== Excerto fornecido ==

══════════════════════════════

As expectativas eram
elevadas na área da Cultura, em Outubro de 1995, quando o Partido
Socialista venceu as eleições. A intenção de criar um Ministério da
Cultura e a preservação das gravuras rupestres no Vale do Côa, com o
subsequente anúncio da criação de um Parque Arqueológico,
prenunciava uma nova etapa na vida cultural portuguesa, porventura mais
profícua.
Desde logo, Manuel Maria
Carrilho, um filósofo pragmático em funções de ministro, fez questão
de separar as águas. A sua política cultural era de esquerda, por
oposição à anterior de direita, elaborada por um
"ignorante" da lavra de Cavaco Silva, e executada por um
"mentecapto" como Santana Lopes. Ao longo dos últimos 20
meses ainda não conseguiu todavia, definir os conteúdos desta política,
emanada de um pensamento de esquerda que ninguém vê, a não ser
Eduardo Prado Coelho, em Paris. Vantagens de se estar longe.
Neste sentido, só resta
ao comum dos mortais perceber as diferenças a partir da análise das
manifestações fenoménicas da nova política e, compará-las depois
com as anteriores. Tarefa nada fácil para um leigo, exigindo um
fastidioso programa de investigação husserliana.
A primeira questão
decorre da análise do próprio conceito de "política cultural de
esquerda" que nos remete para uma instrumentalização da cultura
ao serviço de um governo que se reclama deste quadrante político. Nada
contudo adiantamos neste domínio, dado que estamos em plena
continuidade de políticas culturais, pelo menos desde a célebre
"política do espírito" de António Ferro, que também
explicitou idênticos propósitos. A criação de um Ministério da
Cultura, em substituição da Secretaria de Estado da Cultura que estava
na dependência directa do Primeiro-Ministro, não alterou deste modo as
finalidades instrumentais anteriormente prosseguidas.

══════════════════════════════

== Entradas apresentadas ==
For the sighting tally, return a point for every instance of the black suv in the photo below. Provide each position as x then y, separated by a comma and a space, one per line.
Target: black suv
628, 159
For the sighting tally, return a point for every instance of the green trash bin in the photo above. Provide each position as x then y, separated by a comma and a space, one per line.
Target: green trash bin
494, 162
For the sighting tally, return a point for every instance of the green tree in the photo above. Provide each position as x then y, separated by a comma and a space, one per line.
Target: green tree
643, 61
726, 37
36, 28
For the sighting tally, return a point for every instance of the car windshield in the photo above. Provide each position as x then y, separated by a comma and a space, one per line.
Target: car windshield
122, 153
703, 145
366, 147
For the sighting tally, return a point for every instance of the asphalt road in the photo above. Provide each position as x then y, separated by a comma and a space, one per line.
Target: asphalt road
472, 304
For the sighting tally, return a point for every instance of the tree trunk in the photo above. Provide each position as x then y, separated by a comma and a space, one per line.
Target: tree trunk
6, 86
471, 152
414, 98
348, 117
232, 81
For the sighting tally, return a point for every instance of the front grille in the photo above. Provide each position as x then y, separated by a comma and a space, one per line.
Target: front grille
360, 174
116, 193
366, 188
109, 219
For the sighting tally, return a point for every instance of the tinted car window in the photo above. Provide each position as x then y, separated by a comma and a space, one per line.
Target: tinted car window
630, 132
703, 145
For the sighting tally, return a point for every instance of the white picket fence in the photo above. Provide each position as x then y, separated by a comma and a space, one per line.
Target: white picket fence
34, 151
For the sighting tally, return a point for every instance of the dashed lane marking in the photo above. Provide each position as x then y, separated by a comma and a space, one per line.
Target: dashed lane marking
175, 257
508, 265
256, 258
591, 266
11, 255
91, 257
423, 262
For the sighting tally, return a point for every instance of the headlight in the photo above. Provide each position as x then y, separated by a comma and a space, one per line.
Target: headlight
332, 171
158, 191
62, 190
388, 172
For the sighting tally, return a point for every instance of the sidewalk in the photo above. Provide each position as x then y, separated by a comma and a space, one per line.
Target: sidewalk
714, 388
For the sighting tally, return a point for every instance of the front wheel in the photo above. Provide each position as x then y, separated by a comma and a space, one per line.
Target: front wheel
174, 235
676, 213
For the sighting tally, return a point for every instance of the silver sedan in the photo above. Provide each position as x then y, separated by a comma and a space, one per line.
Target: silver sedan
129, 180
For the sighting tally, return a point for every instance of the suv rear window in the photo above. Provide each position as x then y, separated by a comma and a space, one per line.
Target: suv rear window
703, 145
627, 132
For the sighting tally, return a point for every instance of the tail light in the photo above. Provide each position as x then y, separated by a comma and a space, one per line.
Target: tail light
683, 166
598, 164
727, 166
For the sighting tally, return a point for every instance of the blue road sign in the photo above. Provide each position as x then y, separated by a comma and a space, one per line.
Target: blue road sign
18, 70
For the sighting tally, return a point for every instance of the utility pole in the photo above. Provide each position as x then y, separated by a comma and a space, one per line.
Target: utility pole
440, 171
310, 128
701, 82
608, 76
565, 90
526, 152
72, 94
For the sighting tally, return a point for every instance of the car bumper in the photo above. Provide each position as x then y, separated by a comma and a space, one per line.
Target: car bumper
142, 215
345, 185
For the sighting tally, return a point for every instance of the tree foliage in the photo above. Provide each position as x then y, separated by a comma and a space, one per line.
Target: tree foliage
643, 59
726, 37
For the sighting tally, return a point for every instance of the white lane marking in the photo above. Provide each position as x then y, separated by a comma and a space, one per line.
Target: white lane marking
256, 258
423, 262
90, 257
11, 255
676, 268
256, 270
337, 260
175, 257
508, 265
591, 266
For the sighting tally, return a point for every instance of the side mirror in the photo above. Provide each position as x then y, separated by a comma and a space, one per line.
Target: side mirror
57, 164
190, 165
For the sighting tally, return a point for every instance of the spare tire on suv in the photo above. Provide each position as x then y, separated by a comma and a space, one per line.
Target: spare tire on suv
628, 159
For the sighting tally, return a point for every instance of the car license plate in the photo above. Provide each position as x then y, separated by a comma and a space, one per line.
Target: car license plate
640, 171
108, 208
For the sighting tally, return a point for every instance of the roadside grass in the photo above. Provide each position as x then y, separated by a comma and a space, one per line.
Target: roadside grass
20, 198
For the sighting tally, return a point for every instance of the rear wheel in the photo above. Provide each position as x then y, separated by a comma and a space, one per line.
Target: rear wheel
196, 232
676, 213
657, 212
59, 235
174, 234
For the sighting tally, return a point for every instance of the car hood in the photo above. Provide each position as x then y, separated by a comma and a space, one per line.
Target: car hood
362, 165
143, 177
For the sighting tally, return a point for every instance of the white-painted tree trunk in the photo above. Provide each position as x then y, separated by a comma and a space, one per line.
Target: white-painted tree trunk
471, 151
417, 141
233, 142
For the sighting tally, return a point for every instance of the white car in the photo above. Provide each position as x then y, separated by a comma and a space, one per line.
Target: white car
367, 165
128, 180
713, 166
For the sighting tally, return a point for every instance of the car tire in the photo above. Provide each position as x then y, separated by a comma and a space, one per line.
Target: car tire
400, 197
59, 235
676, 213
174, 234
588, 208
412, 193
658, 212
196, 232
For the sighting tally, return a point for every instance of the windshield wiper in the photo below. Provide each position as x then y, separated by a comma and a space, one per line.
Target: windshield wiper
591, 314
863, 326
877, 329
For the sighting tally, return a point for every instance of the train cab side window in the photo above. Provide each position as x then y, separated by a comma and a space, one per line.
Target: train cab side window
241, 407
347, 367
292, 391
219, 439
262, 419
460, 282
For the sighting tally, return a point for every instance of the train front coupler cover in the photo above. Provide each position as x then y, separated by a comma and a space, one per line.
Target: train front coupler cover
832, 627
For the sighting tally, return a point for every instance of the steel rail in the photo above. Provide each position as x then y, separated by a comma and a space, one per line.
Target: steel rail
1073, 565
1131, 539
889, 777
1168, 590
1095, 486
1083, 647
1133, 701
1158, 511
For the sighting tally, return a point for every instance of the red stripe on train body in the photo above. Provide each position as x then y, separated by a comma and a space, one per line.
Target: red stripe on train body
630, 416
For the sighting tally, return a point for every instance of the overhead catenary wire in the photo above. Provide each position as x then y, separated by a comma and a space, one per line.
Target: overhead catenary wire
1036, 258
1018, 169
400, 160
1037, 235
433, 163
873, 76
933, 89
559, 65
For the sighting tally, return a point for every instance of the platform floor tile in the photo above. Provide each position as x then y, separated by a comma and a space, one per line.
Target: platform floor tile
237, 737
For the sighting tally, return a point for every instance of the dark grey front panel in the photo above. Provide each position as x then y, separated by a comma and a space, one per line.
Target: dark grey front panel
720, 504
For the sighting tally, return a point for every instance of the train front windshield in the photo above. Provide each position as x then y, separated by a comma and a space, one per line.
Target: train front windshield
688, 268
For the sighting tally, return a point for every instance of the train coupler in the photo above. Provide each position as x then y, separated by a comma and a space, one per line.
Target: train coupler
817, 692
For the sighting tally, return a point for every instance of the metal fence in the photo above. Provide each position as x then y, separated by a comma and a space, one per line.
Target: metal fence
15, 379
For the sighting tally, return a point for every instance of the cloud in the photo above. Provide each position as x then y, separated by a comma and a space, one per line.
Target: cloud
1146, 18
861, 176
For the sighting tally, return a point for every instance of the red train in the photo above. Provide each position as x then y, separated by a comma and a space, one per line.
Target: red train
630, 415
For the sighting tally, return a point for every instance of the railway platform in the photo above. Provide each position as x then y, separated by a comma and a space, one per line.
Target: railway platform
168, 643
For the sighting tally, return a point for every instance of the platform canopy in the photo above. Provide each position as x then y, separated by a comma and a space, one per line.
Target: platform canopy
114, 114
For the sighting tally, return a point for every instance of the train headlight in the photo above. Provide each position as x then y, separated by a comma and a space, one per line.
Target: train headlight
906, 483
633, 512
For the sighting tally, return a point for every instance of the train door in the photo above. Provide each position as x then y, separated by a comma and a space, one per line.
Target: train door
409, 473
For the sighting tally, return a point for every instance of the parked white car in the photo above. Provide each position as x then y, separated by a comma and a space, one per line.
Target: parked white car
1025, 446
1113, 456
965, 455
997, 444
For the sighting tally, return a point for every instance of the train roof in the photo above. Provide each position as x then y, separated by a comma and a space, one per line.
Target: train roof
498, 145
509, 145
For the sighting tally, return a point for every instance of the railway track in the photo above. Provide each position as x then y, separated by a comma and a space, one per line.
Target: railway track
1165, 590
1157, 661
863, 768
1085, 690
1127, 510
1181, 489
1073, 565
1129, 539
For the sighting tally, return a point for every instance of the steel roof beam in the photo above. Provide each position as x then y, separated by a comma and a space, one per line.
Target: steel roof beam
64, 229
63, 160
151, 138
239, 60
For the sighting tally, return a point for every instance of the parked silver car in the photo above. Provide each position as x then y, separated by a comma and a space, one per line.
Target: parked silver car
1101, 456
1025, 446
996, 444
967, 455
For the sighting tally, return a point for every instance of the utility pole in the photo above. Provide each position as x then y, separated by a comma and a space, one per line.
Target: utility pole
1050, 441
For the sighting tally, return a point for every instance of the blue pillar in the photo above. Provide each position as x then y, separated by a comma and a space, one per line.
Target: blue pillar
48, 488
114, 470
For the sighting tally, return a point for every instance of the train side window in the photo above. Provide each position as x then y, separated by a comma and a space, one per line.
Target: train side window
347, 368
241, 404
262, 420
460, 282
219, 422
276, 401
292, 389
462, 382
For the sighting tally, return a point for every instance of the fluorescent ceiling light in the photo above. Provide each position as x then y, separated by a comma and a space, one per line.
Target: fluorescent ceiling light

══════════════════════════════

== Tarefas ==
a: No excerto sobre a política cultural, que organismo foi substituído pela criação do Ministério da Cultura?
b: Retome o excerto sobre a política cultural a seguir à sua última frase.
As entradas constituem material à parte, independente do excerto.

== Respostas dadas ==
a: A Secretaria de Estado da Cultura, que estava na dependência directa do Primeiro-Ministro.

b:
Infelizmente, nada
podemos avançar a partir da análise das concepções que presidiram à
reestruturação interna no ministério, dado que os organismos que vão
lentamente brotando, quais cogumelos, não foram precedidos de qualquer
estudo ou reflexão sobre o seu enquadramento no campo cultural. Sai
frustrada qualquer tentativa de ver neles uma simples emanação dos
Estados Gerais do PS ou do Programa de Governo. As poucas semelhanças
encontradas são meras coincidências.
Outra das questão
pertinente, ainda por cima propalada como original pela actual equipa
governativa, é a obrigação que o Estado tem de financiar a Cultura.
Neste ponto, nada se modificou em termos formais ou substanciais. Para
sermos mais rigorosos, desde 1836 que existem em Portugal políticas
regulares de apoio a companhias de teatro, dança, orquestras, construção
de infra-estruturas culturais, promoção e divulgação de novos
valores artísticos, manifestações artística no estrangeiro, etc. O
apoio do Estado à Cultura não surgiu com a criação deste ministério,
nem sequer a consciência desta necessidade para a preservação e
desenvolvimentos das diversas artes e criação de novos públicos.
A análise da
originalidade dos programas lançados pelos diversos organismos do
ministério é ainda mais decepcionante. Na quase totalidade limitam-se
à simples continuidade ou repescagem de projectos anteriores.
O que parece todavia
constituir uma subtil diferença, está na forma como os financiamentos
são feitos, isto é, tendem a ser exclusivamente a fundo perdido sem se
exigir quaisquer contrapartidas, nomeadamente a apresentação de
resultados. Outra pequena diferença parece residir, também, na definição
de critérios de ilegibilidade para a concessão de subsídios, sem
previamente se ter definido qualquer estratégia para as diversas áreas
apoiadas.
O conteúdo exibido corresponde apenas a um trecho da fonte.